▸ QUOTED PASSAGE:
By Felicia Farnsworth
March 17 is known world-wide as Saint Patrick’s Day and is celebrated in more countries than any other national festival. It is recognized as a national holiday and celebrated in countries such as the United Kingdom, New Zealand, Argentina, Australia, Ireland (of course), and the USA, plus many more.
Celebrations consist of parades, festivals, and the wearing of the color green or shamrocks. In 2010 the Skye Tower in Auckland lit up green as part of Tourism Ireland’s “Going Green for Saint Patrick’s Day.”
Now, eleven years later, over 300 landmarks in fifty countries, including the Sydney Opera House, light up green on Saint Patrick’s Day in participation.
Saint Patrick was a fifth-century Romano-British Christian missionary and bishop in Ireland. At age 16, he was kidnapped by Irish raiders and taken as a slave to Gaelic Ireland. There he spent six years working as a shepherd.
It was during this time he found God. He was able to escape to the coast, where a ship took him home. It was after he returned home that he became a priest.
Patrick returned to Ireland and converted thousands of the pagan Irish to Christianity. Legend has it that Saint Patrick used the three-leaved shamrock to explain the Holy Trinity to the Irish pagans. His efforts to drive out the druids eventually turned into an allegory in which he drove “snakes'' out of Ireland, even though snakes have never inhabited the region.
Saint Patrick’s Day, a celebration of the arrival of Christianity in Ireland and a commemoration for Saint Patrick, was made an official feast day in the early seventeenth century. It is traditionally held on the date of his death, March 17 (c.385-c.461).

▸ INPUT DATA:
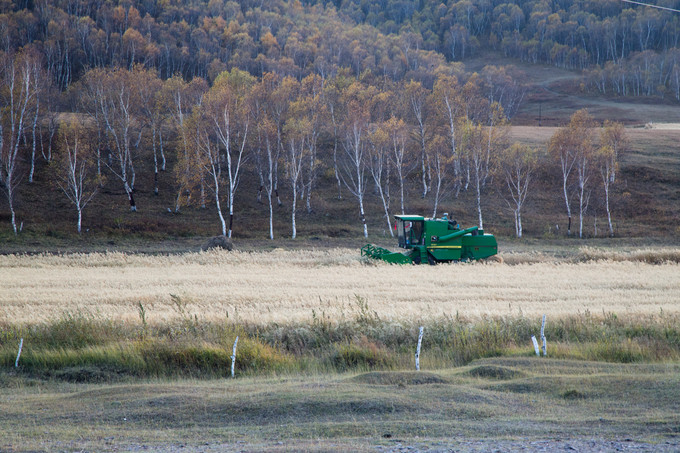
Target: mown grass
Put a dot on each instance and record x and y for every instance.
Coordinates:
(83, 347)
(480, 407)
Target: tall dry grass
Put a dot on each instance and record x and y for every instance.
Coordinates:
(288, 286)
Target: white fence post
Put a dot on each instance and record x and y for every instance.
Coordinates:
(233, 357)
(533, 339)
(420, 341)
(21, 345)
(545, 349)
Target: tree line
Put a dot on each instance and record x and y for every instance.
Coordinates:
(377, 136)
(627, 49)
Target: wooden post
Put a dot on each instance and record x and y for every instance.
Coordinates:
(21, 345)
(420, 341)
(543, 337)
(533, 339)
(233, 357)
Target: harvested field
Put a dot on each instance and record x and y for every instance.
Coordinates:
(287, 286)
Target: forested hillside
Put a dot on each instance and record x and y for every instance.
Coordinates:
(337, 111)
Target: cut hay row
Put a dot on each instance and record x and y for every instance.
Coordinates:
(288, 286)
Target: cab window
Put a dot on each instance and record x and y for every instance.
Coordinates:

▸ PROBLEM DESCRIPTION: How long did Saint Patrick work as a shepherd in Ireland, according to the Saint Patrick's Day article? The records have no connection to the Saint Patrick's Day article.

▸ SOLUTION FOR THIS EXERCISE: Six years.